[Image object location data]
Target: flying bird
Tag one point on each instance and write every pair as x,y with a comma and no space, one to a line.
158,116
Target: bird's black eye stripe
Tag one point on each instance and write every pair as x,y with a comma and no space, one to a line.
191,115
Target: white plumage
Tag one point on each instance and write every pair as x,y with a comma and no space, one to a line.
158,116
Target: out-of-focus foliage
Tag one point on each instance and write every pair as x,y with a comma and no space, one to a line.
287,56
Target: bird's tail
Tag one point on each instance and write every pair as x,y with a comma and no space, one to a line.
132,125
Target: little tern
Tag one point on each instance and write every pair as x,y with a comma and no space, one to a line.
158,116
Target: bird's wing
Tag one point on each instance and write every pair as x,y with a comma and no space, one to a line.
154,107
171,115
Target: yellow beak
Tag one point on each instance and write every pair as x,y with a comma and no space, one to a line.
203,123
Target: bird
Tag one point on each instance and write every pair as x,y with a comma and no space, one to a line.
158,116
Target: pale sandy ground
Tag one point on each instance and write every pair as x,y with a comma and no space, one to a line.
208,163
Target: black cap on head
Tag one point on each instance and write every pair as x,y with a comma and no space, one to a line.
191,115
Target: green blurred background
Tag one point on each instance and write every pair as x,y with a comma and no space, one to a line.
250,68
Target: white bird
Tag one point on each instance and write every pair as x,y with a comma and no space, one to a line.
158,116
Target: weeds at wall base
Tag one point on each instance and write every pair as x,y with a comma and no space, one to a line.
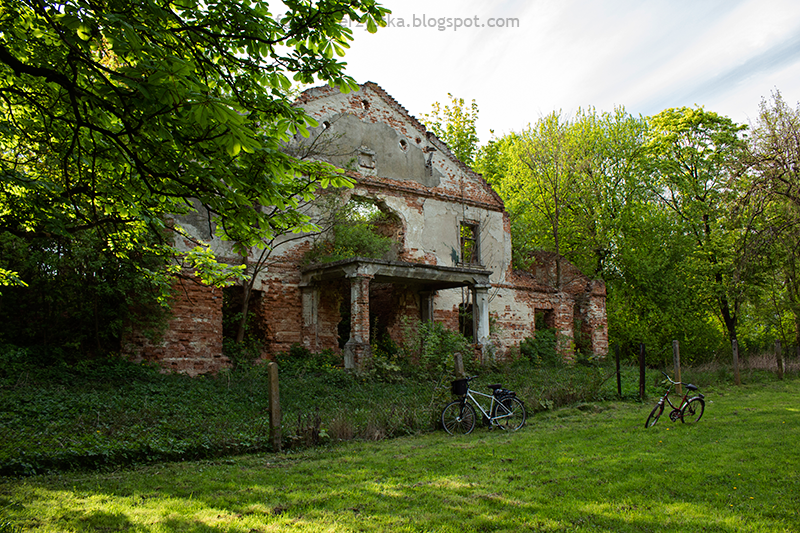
114,413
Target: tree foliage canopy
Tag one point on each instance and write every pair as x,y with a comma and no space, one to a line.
115,114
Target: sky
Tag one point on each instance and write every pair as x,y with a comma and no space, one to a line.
562,55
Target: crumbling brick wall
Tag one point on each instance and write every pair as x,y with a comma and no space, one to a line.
192,341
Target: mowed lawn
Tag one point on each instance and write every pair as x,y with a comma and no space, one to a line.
590,468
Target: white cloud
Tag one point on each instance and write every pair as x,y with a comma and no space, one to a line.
565,54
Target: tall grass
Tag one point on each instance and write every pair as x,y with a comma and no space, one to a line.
572,469
104,414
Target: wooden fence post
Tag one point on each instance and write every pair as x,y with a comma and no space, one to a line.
676,364
641,371
735,348
459,365
619,378
274,407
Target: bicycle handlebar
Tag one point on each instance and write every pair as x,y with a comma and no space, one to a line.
670,379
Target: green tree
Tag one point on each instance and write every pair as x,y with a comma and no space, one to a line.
455,124
121,113
772,168
116,117
690,155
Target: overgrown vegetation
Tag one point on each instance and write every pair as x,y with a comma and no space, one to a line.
59,415
588,468
357,229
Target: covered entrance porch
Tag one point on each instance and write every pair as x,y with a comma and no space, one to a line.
423,280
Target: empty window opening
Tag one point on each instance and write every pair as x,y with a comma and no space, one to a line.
469,243
465,320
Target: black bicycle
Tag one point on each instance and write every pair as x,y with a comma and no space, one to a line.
505,411
689,411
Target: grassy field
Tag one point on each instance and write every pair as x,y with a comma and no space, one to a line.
592,467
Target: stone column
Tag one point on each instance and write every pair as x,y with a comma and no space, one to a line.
426,305
357,350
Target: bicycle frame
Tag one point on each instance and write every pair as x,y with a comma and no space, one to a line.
694,405
666,397
487,415
505,410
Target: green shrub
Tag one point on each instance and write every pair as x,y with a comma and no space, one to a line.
429,347
300,360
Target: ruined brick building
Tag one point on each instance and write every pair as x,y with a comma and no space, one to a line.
451,257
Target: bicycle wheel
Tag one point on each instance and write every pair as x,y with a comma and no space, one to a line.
693,410
654,414
509,413
458,418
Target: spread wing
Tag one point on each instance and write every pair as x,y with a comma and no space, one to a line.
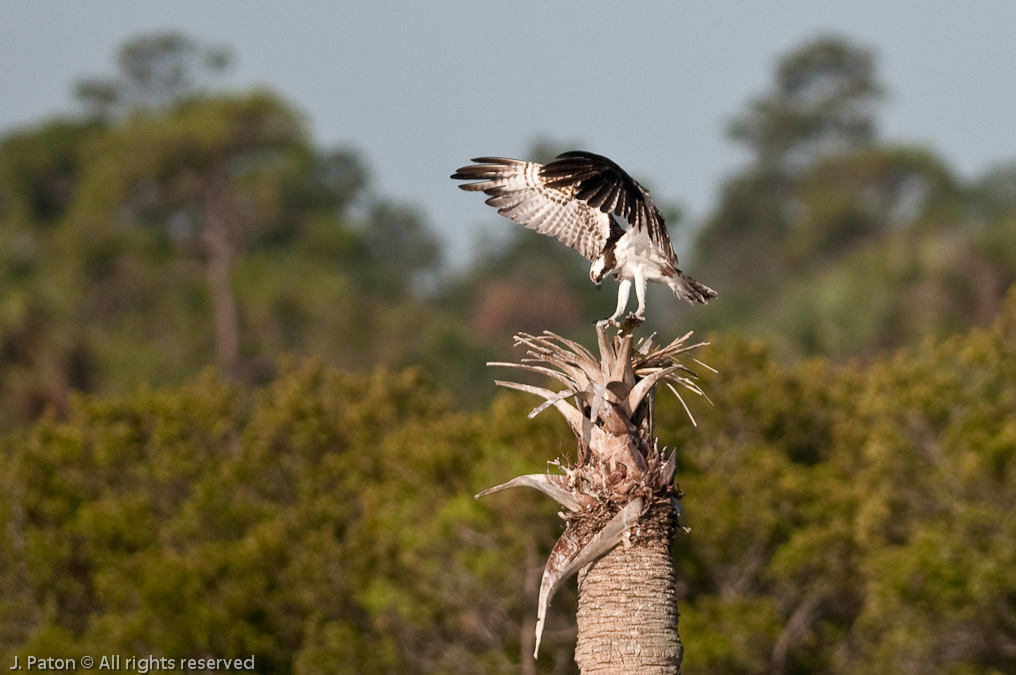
604,185
518,190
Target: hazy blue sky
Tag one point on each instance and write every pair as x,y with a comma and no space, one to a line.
420,87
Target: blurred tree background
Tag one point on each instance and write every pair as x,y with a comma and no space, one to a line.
245,406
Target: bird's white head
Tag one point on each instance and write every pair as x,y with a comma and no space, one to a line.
597,270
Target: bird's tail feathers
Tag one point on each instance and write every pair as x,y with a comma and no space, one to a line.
691,290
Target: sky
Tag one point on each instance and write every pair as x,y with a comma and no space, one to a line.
421,87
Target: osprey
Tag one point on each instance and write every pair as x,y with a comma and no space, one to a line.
575,199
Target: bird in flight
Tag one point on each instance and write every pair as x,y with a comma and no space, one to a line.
578,198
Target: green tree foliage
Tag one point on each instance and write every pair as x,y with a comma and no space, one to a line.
324,524
186,228
852,519
844,519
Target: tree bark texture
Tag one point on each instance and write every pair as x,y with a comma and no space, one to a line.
620,500
627,606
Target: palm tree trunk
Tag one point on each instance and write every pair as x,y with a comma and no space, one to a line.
627,607
620,496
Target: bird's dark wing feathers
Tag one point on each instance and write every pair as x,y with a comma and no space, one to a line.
518,191
604,185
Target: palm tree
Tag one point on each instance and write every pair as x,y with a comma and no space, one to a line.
622,509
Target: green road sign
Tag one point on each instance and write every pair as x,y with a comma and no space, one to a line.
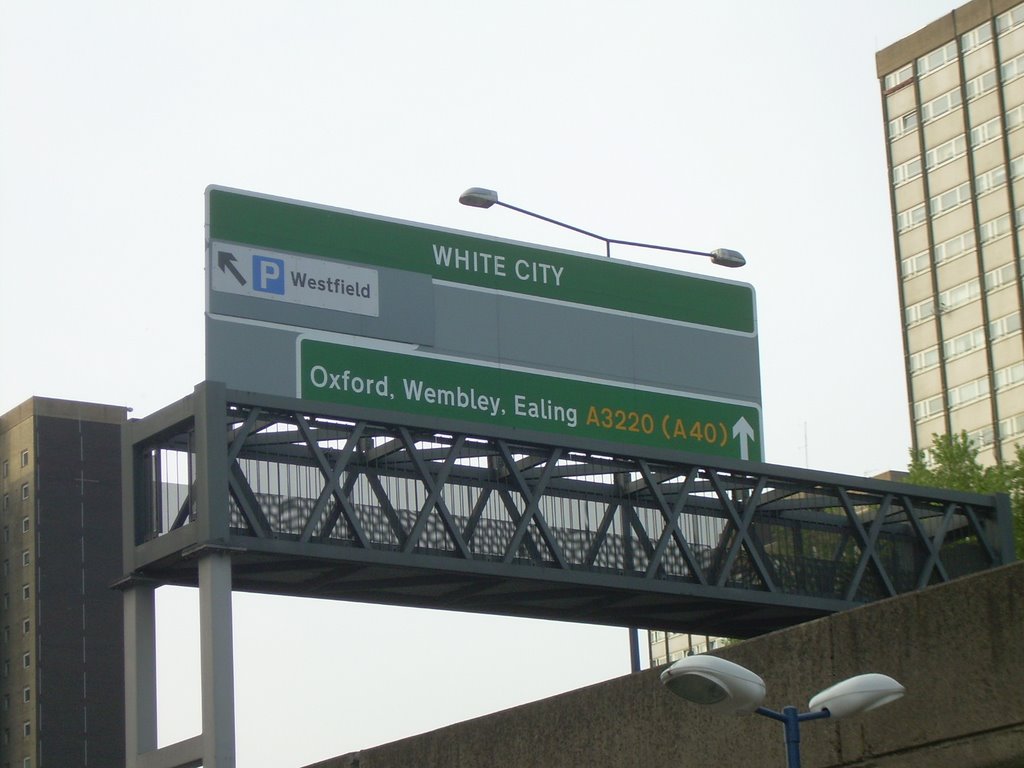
514,398
475,260
337,306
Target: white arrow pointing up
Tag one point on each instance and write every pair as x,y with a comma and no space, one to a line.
744,432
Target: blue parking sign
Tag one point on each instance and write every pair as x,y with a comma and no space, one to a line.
268,274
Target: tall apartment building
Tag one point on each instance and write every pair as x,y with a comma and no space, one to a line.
61,688
952,97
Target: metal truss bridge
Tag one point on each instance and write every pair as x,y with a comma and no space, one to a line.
230,491
343,507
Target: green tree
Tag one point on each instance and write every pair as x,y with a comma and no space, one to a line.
953,464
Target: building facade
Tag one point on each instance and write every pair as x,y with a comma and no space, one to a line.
61,688
952,97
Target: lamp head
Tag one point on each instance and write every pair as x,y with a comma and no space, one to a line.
477,197
725,257
716,683
857,694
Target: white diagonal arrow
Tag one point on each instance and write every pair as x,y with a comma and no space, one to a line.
744,432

AIM:
Copy out all of the data above line for line, leaving the pictures out.

TASK SOLUTION:
Target: flying bird
Tag one point on each instance and write every pair as x,y with a comma and no space, one to a line.
158,116
Target: bird's black eye stripe
Tag one point on each instance and write every pair as x,y with a comma and no space, one to a line.
191,115
Target: white plumage
Tag one point on each instance and write every pair as x,y with a comma and no space, one to a line.
158,116
Target: out-of-focus foliage
Tag one point on each instance and write every pair as x,y with a comma and no space, one to a line.
287,56
Target: bird's tail
Tag one point on each instance and write every pair as x,y with a comma and no space, one to a line.
132,125
Target: little tern
Tag one point on each instance and write every pair as x,y with a comma and no space, one to a line.
158,116
Target: bird's wing
Tag one point on each instance and write every pair as x,y with a comma and no space, one to a line.
154,107
171,115
Target: yellow beak
Tag one point on each instance and write every pair as x,y with a comma and no space, one to a line.
203,123
Target: bird
Tag one point on each instance and write every pair as x,y with a comma and no space, one to a line.
158,116
Target: pale sandy ground
Tag one point on each instance and write every pair as x,y with a comma and no space, one to a line.
208,163
Target: black cap on head
Tag one point on each instance and write every pair as x,y with a comma and no space, one to a line.
191,115
Target: green blurred background
Tag one point on each instance and write every pair as x,y with a comma and no space, one to a line.
250,68
Target: white bird
Tag one point on each instance and write every pair as x,y with a comma and no space, one to a line.
158,116
Target: weeds at wall base
Tag one point on each instance and write every pair as x,y with a comma and no space, one to a line.
114,413
Target: tree foliage canopy
Tag one point on each instance and write every pair as x,y with a comma and no space, one to a line.
115,114
Target: sky
Tag one point on each instance and write every pair as x,y with a comma and no space, one to a line.
562,55
Target: crumbling brick wall
Tag one point on each instance and write every pair as x,y with a comma and no space, one to a line.
192,341
Target: mowed lawn
Tag one point on each instance and write every pair as x,y with a comma and no space, one to a line.
590,468
Target: white cloud
Tag one point on each instance and write every pair as x,y with a comma and no space, one to a line.
565,54
Target: tall grass
Tag one point on each instance and write every pair as x,y with a comma and no space, one to a line.
572,469
104,414
Target: wooden fence post
Tag one point on each instance and write every pair as x,y with a comma and no space, one to a line.
676,364
641,371
735,348
459,365
619,378
274,407
Target: bicycle handlebar
Tag one point on each instance and write every pair as x,y with a comma and no space, one to a line.
670,379
Target: green tree
Tag one point on each instance and write every pair as x,y with a comma and no space, one to a line.
455,124
121,113
772,168
116,117
690,155
Target: overgrown vegetation
Tag one point on each instance and write every pair as x,y with a comma and no space, one to a line.
59,415
588,468
357,229
Target: covered entrance porch
Tag one point on each instance and write every pair as x,y with a comma and no space, one to a line.
423,280
Target: empty window opening
Tag one point on each instance and write every pair as x,y with a comma and no space, one to a line.
469,243
465,320
Target: black bicycle
Tag one point on each instance and write every pair as x,y with a comma and no space, one to a line.
505,411
689,411
Target: grassy field
Tag one point on each instance and write every pair as x,y with a comma and no space, one to a line.
592,467
Target: stone column
Tag one point on each instance and write every pair as x,y with a comma and no space, one to a line.
426,305
357,350
Target: bicycle frame
Tag one point on each instance and write every pair as x,y with a comma and no space, one to a line.
694,405
666,397
487,415
505,410
Target: green shrub
Tag one point on each instance and write every pair as x,y with a comma and no space, one to a line.
429,347
300,360
Target: ruined brick building
Tag one point on each instance and write every pair as x,y with a comma and no space, one to a line.
451,257
Target: bicycle wheel
Tag one point on each instance and write every pair as x,y with a comma and no space, one to a line.
693,410
654,414
509,413
458,418
Target: spread wing
Tag one point on each instance and write every pair as x,y with a comma and no space, one to a line.
604,185
518,190
Target: hazy blue sky
Tag one point on each instance and write every pair as x,y with a comma and no space, one to a line.
420,87
Target: blurred tree background
Tag one point on each instance and write every pair as x,y with a comma and no space, one to a line.
245,406
Target: bird's white head
Tag one point on each instance and write every pair as x,y with a comma and no space, one to a line.
597,270
Target: bird's tail feathers
Tag one point on each instance and write every pair as x,y with a comma and no space, one to a line.
691,290
Target: sky
Tag one point on each instance and write every pair as x,y with a comma and no space, one to a line.
421,87
Target: osprey
Tag one point on each instance and write every pair as x,y with a comma and no space, one to a line.
575,199
Target: bird in flight
Tag one point on each instance and write every pair as x,y with a comma and no space, one to a line.
578,198
Target: green tree foliage
Tag one point on each instance and write every pair as x,y with a comma and no space, one to a line.
324,524
186,228
852,519
844,519
Target: tree bark texture
Tag one point on each instance and write every pair as x,y with a comma and no space, one to a line.
620,500
627,606
Target: palm tree trunk
Tag one point on each instance and write every pair as x,y with a comma and no space, one to a line.
627,607
620,496
Target: bird's dark wing feathers
Tag one point on each instance and write every pair as x,y with a comma and no space, one to a line.
518,191
604,185
Target: palm tree
Tag one point on each instance and write every pair as x,y with a comma and no space, one to a line.
622,509
Target: green road sign
Tag one point on each instance and write every pair as x,y with a comma and no space, one to a line.
514,398
475,260
337,306
Target: white arrow pointing up
Tag one point on each instance and write every pair as x,y with a comma and no space, one to a line.
744,432
Target: blue parking sign
Tag one point on each instance and write every pair as x,y with a comma and no space, one to a line.
268,274
Target: tall apartment building
Tag one point on each instance and write every pair as x,y with a comma and no space, one to a line.
61,688
952,97
Target: metal truss bridge
Tag one point on each instance and write every pair as x,y with a comma and no space, one to a line.
230,491
343,507
Target: green tree
Tag one point on each instance and write every pair as x,y with a comma and no space, one to a line.
953,464
Target: building facade
Tag one point on each instance and write every pair as x,y with a comma and no space, one to a line.
61,688
952,97
Target: lamp head
Tag one point on each instance and write every pair as x,y with a comma and no space, one to a line.
477,197
725,257
716,683
857,694
Target: white diagonal arrow
Tag one point on each instance and write every pair as x,y with a comma and no space, one to a line.
744,432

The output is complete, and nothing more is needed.